::: SOURCE DATA

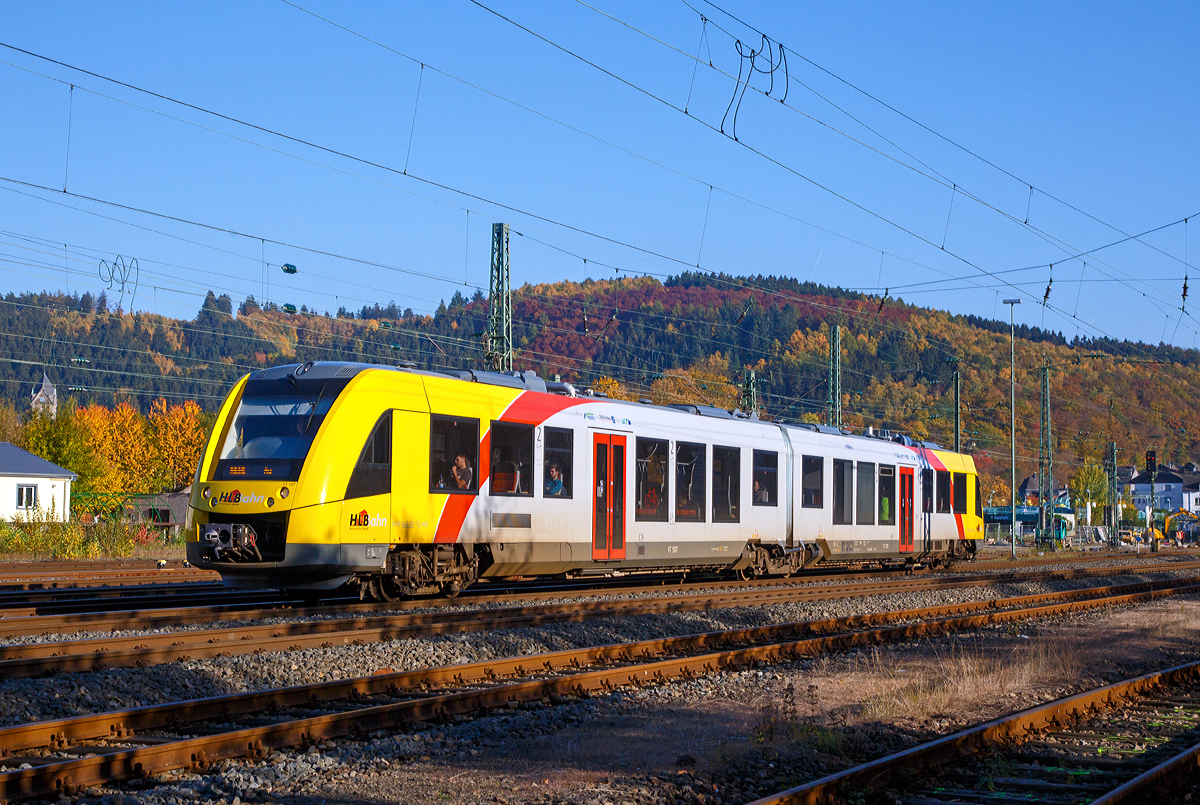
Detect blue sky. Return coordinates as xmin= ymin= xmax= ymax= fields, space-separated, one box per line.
xmin=0 ymin=0 xmax=1200 ymax=347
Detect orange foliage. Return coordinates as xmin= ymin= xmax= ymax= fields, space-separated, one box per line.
xmin=148 ymin=397 xmax=205 ymax=488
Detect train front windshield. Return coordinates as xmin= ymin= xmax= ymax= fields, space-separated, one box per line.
xmin=214 ymin=376 xmax=348 ymax=481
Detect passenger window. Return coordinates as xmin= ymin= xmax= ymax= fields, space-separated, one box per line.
xmin=856 ymin=461 xmax=875 ymax=525
xmin=954 ymin=473 xmax=967 ymax=515
xmin=752 ymin=450 xmax=779 ymax=506
xmin=676 ymin=441 xmax=706 ymax=523
xmin=800 ymin=456 xmax=824 ymax=509
xmin=541 ymin=427 xmax=575 ymax=498
xmin=346 ymin=411 xmax=391 ymax=500
xmin=880 ymin=464 xmax=896 ymax=525
xmin=487 ymin=422 xmax=533 ymax=498
xmin=833 ymin=458 xmax=854 ymax=525
xmin=634 ymin=438 xmax=671 ymax=523
xmin=937 ymin=469 xmax=950 ymax=511
xmin=430 ymin=416 xmax=479 ymax=493
xmin=713 ymin=445 xmax=742 ymax=523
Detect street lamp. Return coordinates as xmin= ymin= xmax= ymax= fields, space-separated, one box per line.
xmin=1004 ymin=299 xmax=1021 ymax=559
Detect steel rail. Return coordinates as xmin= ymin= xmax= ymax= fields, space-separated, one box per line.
xmin=1091 ymin=744 xmax=1200 ymax=805
xmin=0 ymin=561 xmax=1200 ymax=638
xmin=751 ymin=661 xmax=1200 ymax=805
xmin=0 ymin=570 xmax=1200 ymax=678
xmin=0 ymin=578 xmax=1200 ymax=801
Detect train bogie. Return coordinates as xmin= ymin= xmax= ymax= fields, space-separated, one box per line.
xmin=188 ymin=362 xmax=983 ymax=597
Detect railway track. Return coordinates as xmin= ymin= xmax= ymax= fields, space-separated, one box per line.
xmin=752 ymin=662 xmax=1200 ymax=805
xmin=0 ymin=577 xmax=1200 ymax=801
xmin=0 ymin=563 xmax=1200 ymax=678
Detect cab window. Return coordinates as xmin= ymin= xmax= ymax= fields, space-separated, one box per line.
xmin=430 ymin=416 xmax=479 ymax=494
xmin=954 ymin=473 xmax=967 ymax=515
xmin=487 ymin=422 xmax=533 ymax=498
xmin=937 ymin=469 xmax=950 ymax=512
xmin=346 ymin=411 xmax=391 ymax=500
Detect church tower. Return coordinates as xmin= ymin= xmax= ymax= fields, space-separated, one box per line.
xmin=29 ymin=372 xmax=59 ymax=419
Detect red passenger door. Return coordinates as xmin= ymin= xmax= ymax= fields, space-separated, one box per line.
xmin=592 ymin=433 xmax=625 ymax=561
xmin=900 ymin=467 xmax=913 ymax=552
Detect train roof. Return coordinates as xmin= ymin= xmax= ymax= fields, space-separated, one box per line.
xmin=260 ymin=361 xmax=943 ymax=450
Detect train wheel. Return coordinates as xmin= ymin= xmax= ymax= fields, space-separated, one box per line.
xmin=371 ymin=576 xmax=401 ymax=602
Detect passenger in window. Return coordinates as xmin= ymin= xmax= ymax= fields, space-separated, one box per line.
xmin=452 ymin=452 xmax=475 ymax=489
xmin=546 ymin=464 xmax=563 ymax=494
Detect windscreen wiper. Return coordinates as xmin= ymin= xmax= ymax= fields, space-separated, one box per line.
xmin=283 ymin=372 xmax=314 ymax=405
xmin=304 ymin=383 xmax=329 ymax=433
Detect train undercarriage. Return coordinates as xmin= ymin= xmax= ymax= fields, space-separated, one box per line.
xmin=350 ymin=540 xmax=976 ymax=601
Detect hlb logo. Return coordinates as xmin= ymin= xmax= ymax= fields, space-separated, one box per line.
xmin=216 ymin=489 xmax=263 ymax=505
xmin=350 ymin=509 xmax=388 ymax=528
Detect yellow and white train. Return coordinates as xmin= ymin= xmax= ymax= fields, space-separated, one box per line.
xmin=187 ymin=362 xmax=983 ymax=599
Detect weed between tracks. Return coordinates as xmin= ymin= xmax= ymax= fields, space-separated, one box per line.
xmin=859 ymin=637 xmax=1081 ymax=721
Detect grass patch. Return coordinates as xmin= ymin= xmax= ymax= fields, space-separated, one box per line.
xmin=0 ymin=505 xmax=184 ymax=560
xmin=862 ymin=637 xmax=1080 ymax=721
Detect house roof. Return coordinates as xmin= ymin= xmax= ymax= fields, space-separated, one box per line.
xmin=0 ymin=441 xmax=77 ymax=481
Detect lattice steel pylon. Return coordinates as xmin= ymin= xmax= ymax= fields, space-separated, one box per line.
xmin=1104 ymin=441 xmax=1121 ymax=547
xmin=1038 ymin=359 xmax=1054 ymax=545
xmin=738 ymin=370 xmax=758 ymax=414
xmin=826 ymin=324 xmax=841 ymax=428
xmin=484 ymin=223 xmax=512 ymax=372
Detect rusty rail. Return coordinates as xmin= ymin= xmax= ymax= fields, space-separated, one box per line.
xmin=0 ymin=570 xmax=1200 ymax=678
xmin=751 ymin=661 xmax=1200 ymax=805
xmin=0 ymin=578 xmax=1200 ymax=801
xmin=0 ymin=561 xmax=1200 ymax=637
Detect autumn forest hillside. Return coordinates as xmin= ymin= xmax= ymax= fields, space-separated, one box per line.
xmin=0 ymin=274 xmax=1200 ymax=494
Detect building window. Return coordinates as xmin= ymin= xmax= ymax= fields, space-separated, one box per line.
xmin=880 ymin=464 xmax=896 ymax=525
xmin=430 ymin=416 xmax=479 ymax=494
xmin=346 ymin=411 xmax=391 ymax=500
xmin=634 ymin=437 xmax=671 ymax=523
xmin=713 ymin=445 xmax=742 ymax=523
xmin=676 ymin=441 xmax=706 ymax=523
xmin=856 ymin=461 xmax=875 ymax=525
xmin=800 ymin=456 xmax=824 ymax=509
xmin=487 ymin=422 xmax=533 ymax=498
xmin=954 ymin=473 xmax=967 ymax=515
xmin=751 ymin=450 xmax=779 ymax=506
xmin=937 ymin=469 xmax=950 ymax=512
xmin=17 ymin=485 xmax=37 ymax=509
xmin=833 ymin=458 xmax=854 ymax=525
xmin=542 ymin=427 xmax=575 ymax=498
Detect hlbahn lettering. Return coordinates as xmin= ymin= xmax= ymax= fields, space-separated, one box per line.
xmin=350 ymin=509 xmax=388 ymax=528
xmin=216 ymin=489 xmax=263 ymax=505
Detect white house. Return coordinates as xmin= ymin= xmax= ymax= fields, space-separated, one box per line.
xmin=0 ymin=441 xmax=76 ymax=522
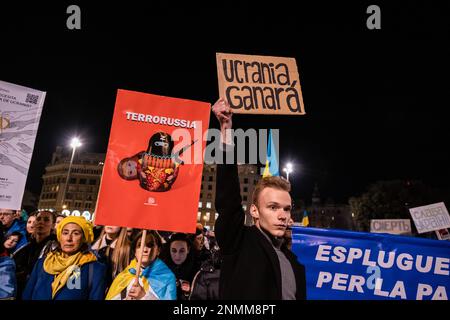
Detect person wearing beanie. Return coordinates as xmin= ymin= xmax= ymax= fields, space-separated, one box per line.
xmin=22 ymin=216 xmax=106 ymax=300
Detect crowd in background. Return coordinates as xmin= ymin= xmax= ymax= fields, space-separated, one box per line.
xmin=0 ymin=209 xmax=221 ymax=300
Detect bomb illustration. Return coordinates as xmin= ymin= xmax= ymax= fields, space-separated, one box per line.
xmin=117 ymin=132 xmax=196 ymax=192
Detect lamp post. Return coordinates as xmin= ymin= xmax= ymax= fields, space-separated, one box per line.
xmin=283 ymin=162 xmax=293 ymax=181
xmin=61 ymin=137 xmax=81 ymax=209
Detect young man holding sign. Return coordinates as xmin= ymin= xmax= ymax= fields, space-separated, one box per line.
xmin=212 ymin=99 xmax=306 ymax=300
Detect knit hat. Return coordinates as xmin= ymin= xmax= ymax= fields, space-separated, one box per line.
xmin=56 ymin=216 xmax=94 ymax=243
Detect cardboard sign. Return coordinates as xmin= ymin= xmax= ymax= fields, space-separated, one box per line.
xmin=95 ymin=90 xmax=210 ymax=233
xmin=409 ymin=202 xmax=450 ymax=233
xmin=0 ymin=81 xmax=45 ymax=210
xmin=216 ymin=53 xmax=305 ymax=115
xmin=370 ymin=219 xmax=411 ymax=234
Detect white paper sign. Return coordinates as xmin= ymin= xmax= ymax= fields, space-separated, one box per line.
xmin=370 ymin=219 xmax=411 ymax=234
xmin=0 ymin=81 xmax=45 ymax=210
xmin=409 ymin=202 xmax=450 ymax=233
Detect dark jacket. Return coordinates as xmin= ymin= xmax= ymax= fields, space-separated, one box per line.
xmin=189 ymin=250 xmax=221 ymax=300
xmin=215 ymin=151 xmax=306 ymax=300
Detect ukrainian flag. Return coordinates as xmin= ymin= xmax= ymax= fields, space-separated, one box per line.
xmin=302 ymin=210 xmax=309 ymax=227
xmin=263 ymin=129 xmax=280 ymax=178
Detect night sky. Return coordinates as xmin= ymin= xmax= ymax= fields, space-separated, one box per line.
xmin=0 ymin=1 xmax=450 ymax=202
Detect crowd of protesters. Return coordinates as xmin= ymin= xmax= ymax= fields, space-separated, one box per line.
xmin=0 ymin=209 xmax=220 ymax=300
xmin=0 ymin=99 xmax=306 ymax=300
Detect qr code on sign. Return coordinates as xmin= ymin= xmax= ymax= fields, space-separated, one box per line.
xmin=25 ymin=93 xmax=39 ymax=104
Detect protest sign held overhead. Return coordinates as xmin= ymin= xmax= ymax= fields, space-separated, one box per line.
xmin=292 ymin=227 xmax=450 ymax=300
xmin=409 ymin=202 xmax=450 ymax=233
xmin=370 ymin=219 xmax=411 ymax=235
xmin=95 ymin=90 xmax=210 ymax=232
xmin=216 ymin=53 xmax=305 ymax=115
xmin=0 ymin=81 xmax=45 ymax=210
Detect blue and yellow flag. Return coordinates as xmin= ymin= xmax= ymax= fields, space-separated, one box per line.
xmin=302 ymin=210 xmax=309 ymax=227
xmin=263 ymin=129 xmax=280 ymax=178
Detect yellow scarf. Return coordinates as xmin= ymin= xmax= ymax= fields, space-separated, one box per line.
xmin=44 ymin=251 xmax=97 ymax=299
xmin=105 ymin=259 xmax=149 ymax=300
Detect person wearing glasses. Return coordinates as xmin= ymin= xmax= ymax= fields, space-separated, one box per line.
xmin=212 ymin=99 xmax=306 ymax=300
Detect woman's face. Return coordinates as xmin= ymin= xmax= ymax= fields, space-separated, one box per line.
xmin=61 ymin=223 xmax=83 ymax=255
xmin=27 ymin=216 xmax=36 ymax=234
xmin=55 ymin=216 xmax=65 ymax=229
xmin=135 ymin=240 xmax=159 ymax=267
xmin=105 ymin=226 xmax=120 ymax=236
xmin=34 ymin=211 xmax=54 ymax=235
xmin=3 ymin=236 xmax=19 ymax=250
xmin=170 ymin=240 xmax=189 ymax=265
xmin=194 ymin=233 xmax=205 ymax=251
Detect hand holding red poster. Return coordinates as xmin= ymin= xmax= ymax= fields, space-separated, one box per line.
xmin=95 ymin=90 xmax=210 ymax=233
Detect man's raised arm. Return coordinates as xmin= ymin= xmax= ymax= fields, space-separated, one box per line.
xmin=212 ymin=99 xmax=245 ymax=254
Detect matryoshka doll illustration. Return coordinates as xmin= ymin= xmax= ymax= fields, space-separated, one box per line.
xmin=139 ymin=132 xmax=180 ymax=192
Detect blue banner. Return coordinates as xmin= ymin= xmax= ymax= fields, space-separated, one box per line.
xmin=292 ymin=227 xmax=450 ymax=300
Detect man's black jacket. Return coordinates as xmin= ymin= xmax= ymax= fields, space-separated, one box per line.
xmin=215 ymin=156 xmax=306 ymax=300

::::::

◆ REQUIREMENT
Reproduce verbatim the part of the listing that begins with the line containing "Detect night sky." and ends with the line containing "xmin=0 ymin=99 xmax=306 ymax=300", including both of those lines.

◆ WRITTEN ANSWER
Detect night sky. Return coordinates as xmin= ymin= xmax= ymax= fields, space-separated, one box per line.
xmin=0 ymin=1 xmax=450 ymax=202
Detect crowd of protesters. Return coordinates as xmin= ymin= xmax= ymax= fields, space-separated, one box per line.
xmin=0 ymin=209 xmax=220 ymax=300
xmin=0 ymin=99 xmax=306 ymax=300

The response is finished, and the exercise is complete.